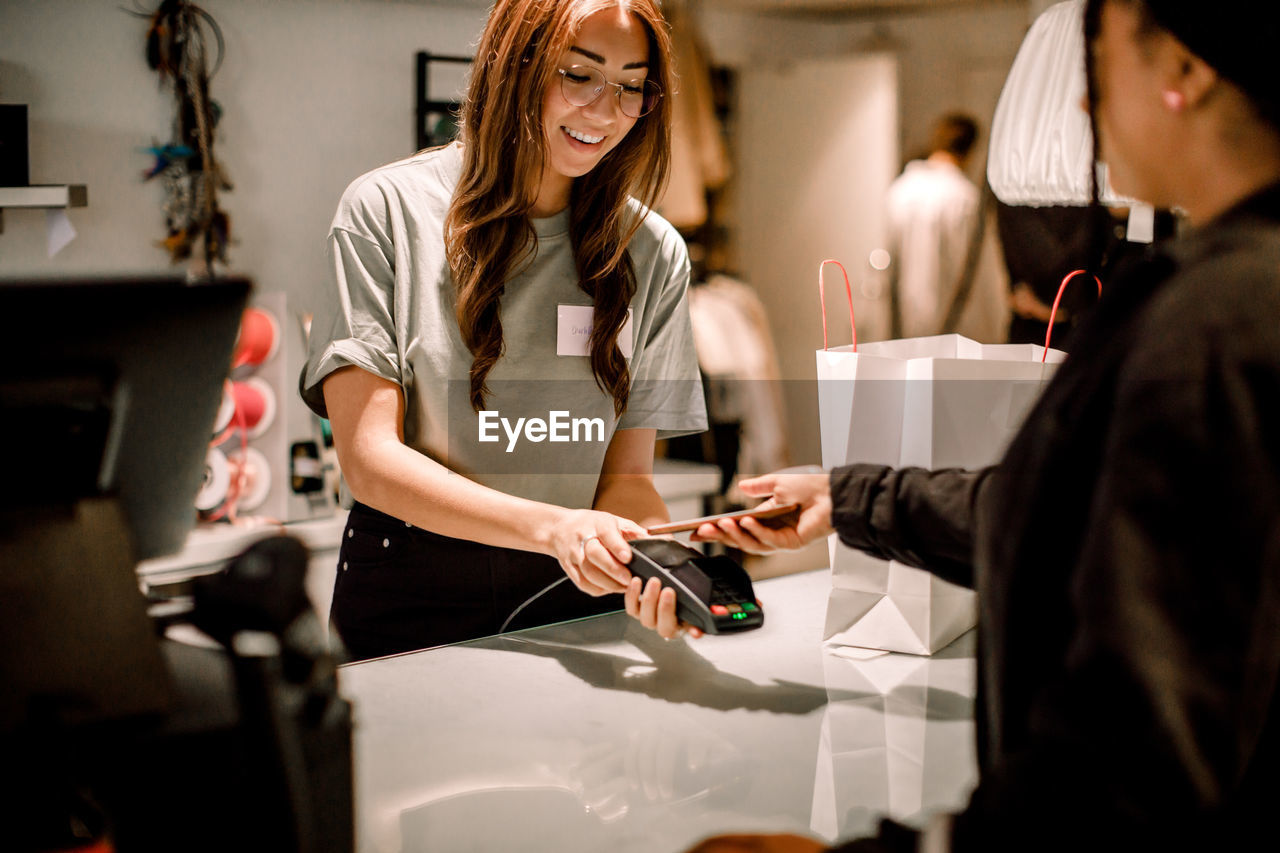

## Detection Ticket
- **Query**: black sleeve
[831,465,991,587]
[952,270,1280,853]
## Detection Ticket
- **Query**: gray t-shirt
[301,143,707,507]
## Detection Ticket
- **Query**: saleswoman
[302,0,707,658]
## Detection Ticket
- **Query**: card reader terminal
[627,539,764,634]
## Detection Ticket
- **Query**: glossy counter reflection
[340,563,975,853]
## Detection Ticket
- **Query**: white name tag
[556,305,635,359]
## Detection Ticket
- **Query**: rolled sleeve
[300,228,403,418]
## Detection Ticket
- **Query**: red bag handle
[818,257,858,352]
[1041,269,1102,364]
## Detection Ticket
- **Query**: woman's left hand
[625,558,703,639]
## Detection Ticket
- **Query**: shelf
[0,183,88,234]
[0,183,88,207]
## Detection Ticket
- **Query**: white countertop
[340,570,975,853]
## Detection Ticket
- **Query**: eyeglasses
[559,65,662,118]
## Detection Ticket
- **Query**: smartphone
[648,503,800,535]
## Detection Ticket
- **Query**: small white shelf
[0,183,88,233]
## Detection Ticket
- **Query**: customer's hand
[552,510,650,594]
[691,465,832,553]
[687,835,827,853]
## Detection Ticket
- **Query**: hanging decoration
[136,0,232,268]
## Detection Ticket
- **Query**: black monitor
[0,277,251,733]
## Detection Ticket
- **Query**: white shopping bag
[817,261,1065,654]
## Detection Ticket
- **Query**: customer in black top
[680,0,1280,853]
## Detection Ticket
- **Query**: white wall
[0,0,1039,471]
[699,3,1029,462]
[0,0,486,311]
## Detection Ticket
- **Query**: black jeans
[329,503,622,660]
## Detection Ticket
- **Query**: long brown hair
[444,0,672,415]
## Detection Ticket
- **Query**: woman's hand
[626,568,703,639]
[552,510,646,596]
[691,465,832,553]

> **Short task**:
From the data above, keep only the lines that contain the string "black" and copy each one out. Treat uppercase and lowercase letters as different.

> **Expected output**:
- **Query**: black sleeve
- **Query**: black monitor
- **Query**: customer in black top
- **Query**: black jeans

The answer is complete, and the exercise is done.